_Tasks_
1) From the post about life in Guatemala, list every item that it says cannot be found anywhere for the transportation system.
2) In the post about life in Guatemala, reproduce verbatim everything from "Guatemala thrives on" down to "and C, and D…)".
### Text passage
Now that I’m moved into my apartment and have my own kitchen (yay!) I finally meandered over to the market this weekend to buy some basic provisions for the week. It was just as I remembered it – huge, bustling, and full of amazing, fresh, colorful produce. Even the “tomato lady” that I was used to buying from the last time I was here was still there, in the exact same stand that she was at two years ago. Of course she didn’t remember me, but nothing really beats selecting your own, oh-so-fresh produce directly from the person who grew it. It makes the simple act of grocery shopping an act of community and interpersonal connection, and for me, gives meaning to the foods that I eat.
Guatemala thrives on informality. As a Type A, hyper-organized, multi-tasking young American – less than a month out of college – this is something that’s been hard for me to come to terms with. But what I’m starting to see is that even if I can’t fully comprehend the system…it’s not really for me to comprehend. True, there may be ways to run things more efficiently, or perhaps in a more top-down manner, but if it works for Guatemalans themselves – which in many ways, it does – then looks like it’s up to me to learn how to manage my own life and my own work. And maybe also force myself to relax, be more patient, and have more faith in things working out (or at least in the beauty of a Plan B, and C, and D…)
Take the transportation system, for example. You won’t find a set schedule, route listings, or fees anywhere – yet somehow everyone seems to know how the system works. The busses (camionetas) for different locations line up on different street corners, and come consistently (unless they don’t…which also happens). And linking up with the camioneta system is an even more intricate system of microbusses and pick-ups that will pretty much take you door-to-door to any location you need to get to. Try to make that work anywhere in the states!
######
### Given information
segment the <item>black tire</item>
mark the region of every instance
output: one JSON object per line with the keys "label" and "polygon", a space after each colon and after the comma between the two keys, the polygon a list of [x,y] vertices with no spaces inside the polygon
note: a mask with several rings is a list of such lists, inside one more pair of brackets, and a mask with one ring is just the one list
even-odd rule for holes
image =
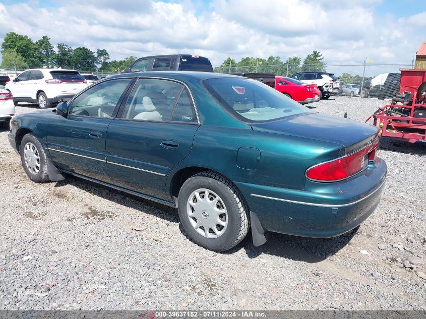
{"label": "black tire", "polygon": [[38,107],[41,109],[49,108],[52,107],[51,104],[44,92],[41,92],[37,96],[37,101]]}
{"label": "black tire", "polygon": [[[39,168],[38,171],[36,173],[35,173],[32,170],[30,170],[30,169],[27,167],[25,162],[24,149],[25,148],[25,146],[28,143],[31,143],[34,146],[39,157]],[[43,147],[41,146],[41,144],[37,139],[37,138],[34,136],[34,134],[28,133],[25,135],[21,142],[20,148],[21,161],[22,163],[22,166],[24,167],[24,169],[28,176],[30,178],[30,179],[38,183],[42,183],[49,180],[49,174],[47,173],[47,158],[46,156],[44,150],[43,149]],[[34,152],[35,152],[35,151]],[[31,160],[32,161],[36,160],[33,157],[32,157]]]}
{"label": "black tire", "polygon": [[[196,230],[187,212],[190,197],[199,188],[207,188],[216,193],[227,211],[226,228],[215,238],[207,238]],[[177,210],[182,226],[191,239],[211,250],[223,251],[232,248],[244,239],[250,228],[250,212],[242,195],[230,180],[211,171],[194,175],[184,183],[179,192]]]}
######
_Answers to the exercise_
1)
- A set schedule
- Route listings
- Fees

2)
Guatemala thrives on informality. As a Type A, hyper-organized, multi-tasking young American – less than a month out of college – this is something that’s been hard for me to come to terms with. But what I’m starting to see is that even if I can’t fully comprehend the system…it’s not really for me to comprehend. True, there may be ways to run things more efficiently, or perhaps in a more top-down manner, but if it works for Guatemalans themselves – which in many ways, it does – then looks like it’s up to me to learn how to manage my own life and my own work. And maybe also force myself to relax, be more patient, and have more faith in things working out (or at least in the beauty of a Plan B, and C, and D…)